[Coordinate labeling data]
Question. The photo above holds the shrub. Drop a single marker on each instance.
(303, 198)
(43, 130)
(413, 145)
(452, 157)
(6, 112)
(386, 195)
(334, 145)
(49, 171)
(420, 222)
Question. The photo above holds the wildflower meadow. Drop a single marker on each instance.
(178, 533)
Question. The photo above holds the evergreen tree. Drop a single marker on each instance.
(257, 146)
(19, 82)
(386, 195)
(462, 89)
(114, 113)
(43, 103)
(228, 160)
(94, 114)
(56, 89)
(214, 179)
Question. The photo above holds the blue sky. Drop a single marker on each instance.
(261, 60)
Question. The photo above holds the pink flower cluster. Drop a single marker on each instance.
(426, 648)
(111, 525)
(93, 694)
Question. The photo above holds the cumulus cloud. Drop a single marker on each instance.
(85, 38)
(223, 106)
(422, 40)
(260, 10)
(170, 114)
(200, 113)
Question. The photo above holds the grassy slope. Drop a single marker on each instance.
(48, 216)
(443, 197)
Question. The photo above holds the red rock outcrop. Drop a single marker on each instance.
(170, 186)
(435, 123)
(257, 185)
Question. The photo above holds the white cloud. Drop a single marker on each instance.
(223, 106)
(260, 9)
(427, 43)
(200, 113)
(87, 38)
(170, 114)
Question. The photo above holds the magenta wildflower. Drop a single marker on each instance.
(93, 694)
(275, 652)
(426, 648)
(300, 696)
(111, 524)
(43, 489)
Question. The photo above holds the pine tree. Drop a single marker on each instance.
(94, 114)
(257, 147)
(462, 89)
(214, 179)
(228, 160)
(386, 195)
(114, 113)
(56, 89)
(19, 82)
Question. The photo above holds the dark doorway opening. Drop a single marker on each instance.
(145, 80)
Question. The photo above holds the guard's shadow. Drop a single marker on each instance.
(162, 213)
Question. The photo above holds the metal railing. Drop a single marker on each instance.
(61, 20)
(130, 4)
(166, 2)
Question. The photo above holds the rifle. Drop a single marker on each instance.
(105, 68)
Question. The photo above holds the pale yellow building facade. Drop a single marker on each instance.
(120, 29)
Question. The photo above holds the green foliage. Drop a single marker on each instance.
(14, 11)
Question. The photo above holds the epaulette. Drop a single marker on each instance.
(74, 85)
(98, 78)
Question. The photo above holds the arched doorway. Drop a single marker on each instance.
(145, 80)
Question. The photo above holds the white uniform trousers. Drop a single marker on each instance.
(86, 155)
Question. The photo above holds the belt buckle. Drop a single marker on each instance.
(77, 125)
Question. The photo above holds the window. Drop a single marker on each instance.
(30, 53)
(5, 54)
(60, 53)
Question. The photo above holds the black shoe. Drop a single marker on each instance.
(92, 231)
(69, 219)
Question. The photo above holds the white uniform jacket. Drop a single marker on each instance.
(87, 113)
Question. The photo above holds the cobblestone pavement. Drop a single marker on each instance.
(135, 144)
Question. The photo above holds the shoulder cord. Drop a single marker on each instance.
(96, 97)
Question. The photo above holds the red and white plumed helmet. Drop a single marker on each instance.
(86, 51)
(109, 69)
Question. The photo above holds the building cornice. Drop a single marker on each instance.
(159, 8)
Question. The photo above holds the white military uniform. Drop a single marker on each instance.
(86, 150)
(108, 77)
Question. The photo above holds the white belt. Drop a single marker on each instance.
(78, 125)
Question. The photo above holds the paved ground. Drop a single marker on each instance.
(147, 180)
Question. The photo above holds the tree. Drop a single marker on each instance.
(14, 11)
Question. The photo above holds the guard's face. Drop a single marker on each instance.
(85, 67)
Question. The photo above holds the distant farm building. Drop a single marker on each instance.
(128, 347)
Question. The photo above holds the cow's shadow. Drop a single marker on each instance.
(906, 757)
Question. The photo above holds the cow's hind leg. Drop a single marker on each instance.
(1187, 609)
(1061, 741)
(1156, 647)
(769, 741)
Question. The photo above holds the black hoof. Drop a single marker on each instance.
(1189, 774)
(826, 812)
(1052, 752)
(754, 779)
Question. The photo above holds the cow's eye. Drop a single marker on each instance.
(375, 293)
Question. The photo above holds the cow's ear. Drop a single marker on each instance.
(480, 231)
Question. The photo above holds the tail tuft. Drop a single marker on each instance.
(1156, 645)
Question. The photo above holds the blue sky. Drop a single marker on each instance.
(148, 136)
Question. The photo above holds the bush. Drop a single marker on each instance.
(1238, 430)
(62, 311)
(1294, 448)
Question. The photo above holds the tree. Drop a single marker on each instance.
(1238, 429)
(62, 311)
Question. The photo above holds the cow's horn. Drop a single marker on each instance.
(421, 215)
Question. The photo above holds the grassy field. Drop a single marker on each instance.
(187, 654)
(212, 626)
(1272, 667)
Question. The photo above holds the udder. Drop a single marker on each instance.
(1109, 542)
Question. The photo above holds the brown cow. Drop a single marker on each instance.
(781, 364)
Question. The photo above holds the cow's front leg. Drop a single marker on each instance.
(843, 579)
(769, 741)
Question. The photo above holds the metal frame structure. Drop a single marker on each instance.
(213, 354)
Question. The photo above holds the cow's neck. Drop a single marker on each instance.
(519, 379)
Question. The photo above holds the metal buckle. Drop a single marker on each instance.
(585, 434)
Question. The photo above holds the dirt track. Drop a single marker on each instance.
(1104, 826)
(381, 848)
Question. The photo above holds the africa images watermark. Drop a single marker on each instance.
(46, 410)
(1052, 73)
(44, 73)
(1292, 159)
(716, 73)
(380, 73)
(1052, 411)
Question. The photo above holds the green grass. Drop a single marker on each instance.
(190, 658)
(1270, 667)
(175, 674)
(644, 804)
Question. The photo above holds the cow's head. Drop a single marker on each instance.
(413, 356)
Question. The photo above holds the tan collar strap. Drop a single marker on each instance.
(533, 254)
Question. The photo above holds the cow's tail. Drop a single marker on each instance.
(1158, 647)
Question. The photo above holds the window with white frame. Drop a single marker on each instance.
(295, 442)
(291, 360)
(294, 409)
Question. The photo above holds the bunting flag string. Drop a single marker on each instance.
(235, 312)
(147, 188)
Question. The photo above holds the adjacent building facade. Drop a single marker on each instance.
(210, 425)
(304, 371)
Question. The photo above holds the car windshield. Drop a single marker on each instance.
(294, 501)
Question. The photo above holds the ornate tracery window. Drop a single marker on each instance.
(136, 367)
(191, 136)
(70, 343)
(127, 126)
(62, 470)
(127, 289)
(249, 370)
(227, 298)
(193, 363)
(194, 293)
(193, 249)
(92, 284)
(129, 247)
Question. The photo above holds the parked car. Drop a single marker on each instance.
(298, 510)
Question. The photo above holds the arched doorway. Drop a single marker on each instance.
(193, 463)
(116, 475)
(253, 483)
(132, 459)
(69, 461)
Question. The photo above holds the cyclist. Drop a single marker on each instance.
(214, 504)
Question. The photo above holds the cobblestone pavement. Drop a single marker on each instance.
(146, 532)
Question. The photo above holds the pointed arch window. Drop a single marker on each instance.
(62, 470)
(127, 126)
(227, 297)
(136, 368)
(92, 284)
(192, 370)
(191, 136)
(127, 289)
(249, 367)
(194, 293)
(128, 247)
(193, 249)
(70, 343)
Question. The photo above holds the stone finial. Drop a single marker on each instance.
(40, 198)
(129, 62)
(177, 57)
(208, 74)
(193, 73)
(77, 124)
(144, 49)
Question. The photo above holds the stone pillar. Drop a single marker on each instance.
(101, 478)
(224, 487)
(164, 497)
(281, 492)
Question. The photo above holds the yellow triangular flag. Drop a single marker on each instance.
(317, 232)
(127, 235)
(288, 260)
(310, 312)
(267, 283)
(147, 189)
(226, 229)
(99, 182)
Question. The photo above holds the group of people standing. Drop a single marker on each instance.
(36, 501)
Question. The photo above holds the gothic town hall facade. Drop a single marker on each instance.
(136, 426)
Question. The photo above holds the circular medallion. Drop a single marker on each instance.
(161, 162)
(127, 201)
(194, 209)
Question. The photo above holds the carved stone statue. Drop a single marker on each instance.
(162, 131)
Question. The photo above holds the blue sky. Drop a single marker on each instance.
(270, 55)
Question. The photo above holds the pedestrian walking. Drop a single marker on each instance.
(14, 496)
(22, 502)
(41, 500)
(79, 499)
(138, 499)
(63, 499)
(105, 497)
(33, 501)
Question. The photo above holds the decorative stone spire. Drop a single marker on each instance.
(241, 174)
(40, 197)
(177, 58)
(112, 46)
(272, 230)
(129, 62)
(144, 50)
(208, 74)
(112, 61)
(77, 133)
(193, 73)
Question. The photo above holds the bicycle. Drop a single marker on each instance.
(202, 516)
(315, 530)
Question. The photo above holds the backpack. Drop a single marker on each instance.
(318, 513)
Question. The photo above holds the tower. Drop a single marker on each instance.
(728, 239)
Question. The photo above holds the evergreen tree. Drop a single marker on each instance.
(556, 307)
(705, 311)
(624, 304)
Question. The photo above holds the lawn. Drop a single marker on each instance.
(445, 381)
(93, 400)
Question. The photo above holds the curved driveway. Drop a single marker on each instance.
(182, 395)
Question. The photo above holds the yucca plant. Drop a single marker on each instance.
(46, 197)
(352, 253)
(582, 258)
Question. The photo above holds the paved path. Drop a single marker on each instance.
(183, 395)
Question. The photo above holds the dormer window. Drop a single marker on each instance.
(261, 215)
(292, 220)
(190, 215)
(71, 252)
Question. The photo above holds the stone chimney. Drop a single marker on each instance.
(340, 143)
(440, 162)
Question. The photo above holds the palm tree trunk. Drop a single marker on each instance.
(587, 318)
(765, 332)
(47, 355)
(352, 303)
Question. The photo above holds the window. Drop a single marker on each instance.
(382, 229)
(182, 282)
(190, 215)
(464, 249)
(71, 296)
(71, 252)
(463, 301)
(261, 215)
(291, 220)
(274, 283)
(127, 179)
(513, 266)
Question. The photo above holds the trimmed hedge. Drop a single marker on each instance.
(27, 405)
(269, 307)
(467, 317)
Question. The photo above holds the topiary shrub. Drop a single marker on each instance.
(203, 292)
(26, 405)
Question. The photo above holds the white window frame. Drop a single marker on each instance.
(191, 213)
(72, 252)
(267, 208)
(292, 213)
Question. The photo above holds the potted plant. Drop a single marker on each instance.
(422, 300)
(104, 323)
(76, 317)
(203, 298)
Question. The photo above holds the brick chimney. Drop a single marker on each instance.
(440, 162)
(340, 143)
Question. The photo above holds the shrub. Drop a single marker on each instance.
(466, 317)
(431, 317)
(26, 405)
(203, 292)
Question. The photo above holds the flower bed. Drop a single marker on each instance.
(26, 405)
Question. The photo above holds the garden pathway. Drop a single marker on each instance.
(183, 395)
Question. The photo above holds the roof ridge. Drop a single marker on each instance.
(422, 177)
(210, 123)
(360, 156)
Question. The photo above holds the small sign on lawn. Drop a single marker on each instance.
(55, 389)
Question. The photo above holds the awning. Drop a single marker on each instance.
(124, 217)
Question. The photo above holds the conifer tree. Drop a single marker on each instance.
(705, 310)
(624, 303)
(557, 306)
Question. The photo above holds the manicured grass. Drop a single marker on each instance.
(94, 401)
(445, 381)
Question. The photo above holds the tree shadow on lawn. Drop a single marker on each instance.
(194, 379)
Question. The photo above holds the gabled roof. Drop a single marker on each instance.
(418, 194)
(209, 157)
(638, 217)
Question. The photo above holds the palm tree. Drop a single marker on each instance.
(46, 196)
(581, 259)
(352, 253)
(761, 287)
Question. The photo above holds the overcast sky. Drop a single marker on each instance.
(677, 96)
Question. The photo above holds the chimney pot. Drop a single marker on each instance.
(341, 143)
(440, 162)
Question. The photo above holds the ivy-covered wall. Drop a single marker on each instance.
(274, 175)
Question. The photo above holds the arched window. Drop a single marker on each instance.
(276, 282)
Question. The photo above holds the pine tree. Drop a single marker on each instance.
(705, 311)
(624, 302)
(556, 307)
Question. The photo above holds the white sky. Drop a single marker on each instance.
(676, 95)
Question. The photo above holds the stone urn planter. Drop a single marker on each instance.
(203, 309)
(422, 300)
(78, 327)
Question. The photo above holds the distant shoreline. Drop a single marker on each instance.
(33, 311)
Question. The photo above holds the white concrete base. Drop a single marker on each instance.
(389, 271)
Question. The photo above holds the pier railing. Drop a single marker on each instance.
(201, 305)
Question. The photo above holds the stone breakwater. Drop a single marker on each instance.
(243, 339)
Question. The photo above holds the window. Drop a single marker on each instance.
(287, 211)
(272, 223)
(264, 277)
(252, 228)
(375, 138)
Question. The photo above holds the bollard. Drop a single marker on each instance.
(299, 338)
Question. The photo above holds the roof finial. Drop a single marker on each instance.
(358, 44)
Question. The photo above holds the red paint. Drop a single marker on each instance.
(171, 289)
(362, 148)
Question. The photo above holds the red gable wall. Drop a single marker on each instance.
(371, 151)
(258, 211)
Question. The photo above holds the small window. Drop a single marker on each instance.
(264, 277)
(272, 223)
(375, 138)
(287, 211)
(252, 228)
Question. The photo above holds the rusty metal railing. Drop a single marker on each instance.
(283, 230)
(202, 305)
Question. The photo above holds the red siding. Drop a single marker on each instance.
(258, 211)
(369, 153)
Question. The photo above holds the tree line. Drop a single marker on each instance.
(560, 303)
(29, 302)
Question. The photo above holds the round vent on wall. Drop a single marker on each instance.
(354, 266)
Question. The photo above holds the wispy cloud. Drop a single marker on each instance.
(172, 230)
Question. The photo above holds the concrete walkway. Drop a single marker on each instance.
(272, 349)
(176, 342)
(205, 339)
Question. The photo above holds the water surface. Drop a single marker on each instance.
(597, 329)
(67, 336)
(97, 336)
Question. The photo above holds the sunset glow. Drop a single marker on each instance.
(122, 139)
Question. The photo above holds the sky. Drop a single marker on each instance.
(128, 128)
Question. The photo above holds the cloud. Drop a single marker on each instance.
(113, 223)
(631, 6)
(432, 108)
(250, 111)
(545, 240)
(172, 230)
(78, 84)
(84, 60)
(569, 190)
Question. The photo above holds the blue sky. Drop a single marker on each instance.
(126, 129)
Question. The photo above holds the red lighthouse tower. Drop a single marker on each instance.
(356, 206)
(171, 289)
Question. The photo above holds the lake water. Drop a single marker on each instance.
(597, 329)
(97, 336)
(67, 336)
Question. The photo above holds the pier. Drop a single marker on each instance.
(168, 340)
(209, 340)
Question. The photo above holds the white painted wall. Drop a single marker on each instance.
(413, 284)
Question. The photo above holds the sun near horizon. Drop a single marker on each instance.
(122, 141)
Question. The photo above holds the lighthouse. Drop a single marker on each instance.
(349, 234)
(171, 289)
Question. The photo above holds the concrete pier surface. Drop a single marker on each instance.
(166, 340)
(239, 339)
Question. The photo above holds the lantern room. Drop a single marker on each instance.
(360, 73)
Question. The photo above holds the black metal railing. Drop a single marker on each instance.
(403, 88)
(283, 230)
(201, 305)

● **Work to do**: Copy the items above verbatim, starting at the line that contains "Question. The photo above holds the guard's face." and ending at the line that contains "(1156, 645)", with both of those lines included.

● **Finished exercise**:
Question. The photo above holds the guard's face. Drop a single marker on each instance.
(85, 67)
Question. The photo above holds the distant farm building. Drop a single marker on each instance.
(128, 347)
Question. The photo above holds the cow's shadow. Drop a single marker on each instance.
(906, 757)
Question. The photo above holds the cow's hind leg. Drop a single marker on each instance.
(1187, 609)
(1061, 741)
(1156, 647)
(769, 741)
Question. The photo above holds the black hoof. Drop a single marker on each instance.
(1189, 774)
(826, 812)
(1052, 752)
(754, 779)
Question. The photo above holds the cow's eye. Drop a single marker on each instance.
(375, 293)
Question. The photo above holds the cow's ear. Drop a single marker on each instance.
(480, 231)
Question. The photo above holds the tail tuft. Drop a single marker on each instance.
(1156, 645)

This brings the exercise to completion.